**Requirement 1:**
In the banking tips article, why did banks run marketing campaigns urging customers to use ATMs? Answer in one to three sentences.
**Requirement 2:**
Continue the banking tips article from where it stops.

**Passage for review:**
- - - -

By William J. Lynott

Originally published in Massage & Bodywork magazine, February/March 2004.
Copyright 2003. Associated Bodywork and Massage Professionals. All rights reserved.



New service charges, confusing account options and wildly varying interest rates on savings accounts and certificates of deposit are just a few of the techniques banks are using to improve their bottom lines these days -- at your expense. How bad is it? Former bank executive Edward Mrkvicka estimates that you will likely overpay your bank through service charges, mortgages, credit cards, business loans, and checking and savings fees by thousands of dollars in your lifetime, unless you learn how to beat the banks at their own game.

Below are a few tips on playing -- and winning -- the banking game.

- Never put a dime in a business savings account
With the interest rates commercial banks pay these days, savings accounts are guaranteed to lose money when inflation is factored in.

If you keep any of your business (or personal) money in a passbook savings account, close it out at once and put it into a money market account.

Money market accounts pay a little more interest than savings accounts and allow you to withdraw your money on demand. Some even allow you to write checks against them.

At today's abysmal rates, the improvement in interest may not be dramatic. Still, the kind of money management that will maximize the bottom line for your business calls for taking every advantage available to you. Further, when interest rates rise, you will benefit even more.

- Get a divorce from those ATMs
Do you remember when your friendly bank introduced those new-fangled Automatic Teller Machines (ATM)? You didn't take to those gadgets at first, and your bank was not happy about that. After all, if they could persuade you to use them instead of standing in line to do business with a live teller, they stood to save a lot of payroll.

So, the banks embarked on extensive marketing campaigns designed to persuade you to help them lighten their payroll load. Of course, they didn't put it quite that way. Instead, the ads trumpeted how convenient and time-saving it would be for you to use an ATM instead of bothering to visit a live cashier. What's more, this new service would be entirely free.

You (and millions of your peers) took the bait. In time, ATMs became almost as familiar as stop signs. Once the public became hooked on ATMs, the predictable happened, some anonymous bank executive had a brainstorm. "Let's levy a charge on customers' accounts whenever they use an ATM owned by a bank other than our own," he said. Once that word got around, nearly every bank in town jumped on the bandwagon. At last count, nearly 90 percent of banks are assessing ATM surcharges. Fees now average from $1 to $2 per transaction.

- - - -

**Listed entries:**
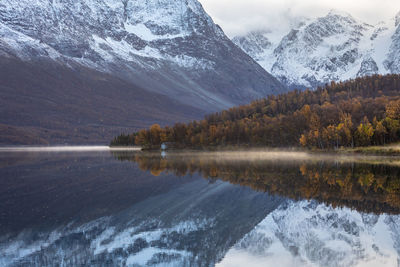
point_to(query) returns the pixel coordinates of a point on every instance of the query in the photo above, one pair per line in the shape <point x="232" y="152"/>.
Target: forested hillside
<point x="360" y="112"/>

- - - -

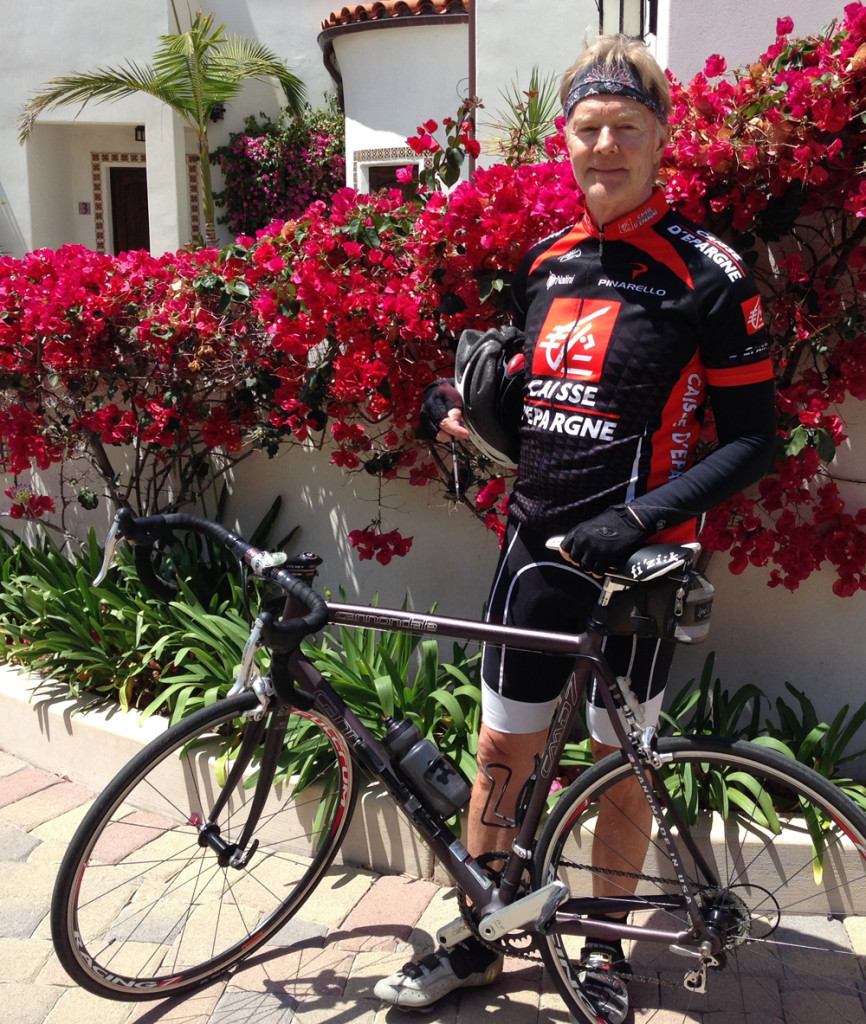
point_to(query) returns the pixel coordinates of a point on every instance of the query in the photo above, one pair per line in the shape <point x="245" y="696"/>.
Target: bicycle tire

- - - -

**Written answer 1:**
Banks wanted customers to use ATMs instead of waiting in line for a live teller, because that would save them a lot of payroll. Their ads instead promoted the machines as a convenient, time-saving and free service.

**Written answer 2:**
This outrageous situation presents one more opportunity to keep the bank's hands out of your pockets. If you're paying anything at all for the use of ATMs, stop using them. Simply cut up your ATM card and resume that old-fashioned practice of stepping inside the bank to transact your business.

Is this an unthinkable step backwards? Would it be a frightful inconvenience for you to do without ATMs? If you think so, you should disabuse yourself of that silly notion at once.

Dumping your ATM card can be a marvelously liberating experience, requiring nothing more than a slight change in your timing. Once you accept the fact that you must arrange your schedule to visit your bank only during banking hours, you have won the battle. With the extended banking hours offered by most banks these days, the whole process is a non-event. In fact, you may well find that the line waiting to use the ATM machine is longer than the line inside the bank.

However, if you're so hopelessly addicted to ATMs that you turn numb at the thought of going cold turkey, there is still hope for you. Check out www.atmsurcharges.com on the Internet. This site provides lots of information on how ATMs work. It also has a list of ATMs all over the country that do not impose a charge, even for people who are not customers of the bank involved.

However you do it, don't allow your bank to charge you for withdrawing your own money.

- When paying or receiving interest, never be satisfied with the first offer
Shop around before you sign. Bank deregulation has produced a competitive environment with wildly differing interest rates and bank charges. If you can find a better deal for your business accounts than your present bank is offering, take it. There is no reason for you to stick with a bank that isn't competitive.

- Consider CDs as a place to stash your extra business cash
In today's unstable economy, one of the best investment accounts available through commercial banks are CDs. Typically, you may invest in a CD for varying periods of 90 days to five years. Each of these maturities will yield a different interest rate, depending on the current market and local competition. As a rule, the longer you are willing to leave your money in a CD, the higher rate of interest it will return.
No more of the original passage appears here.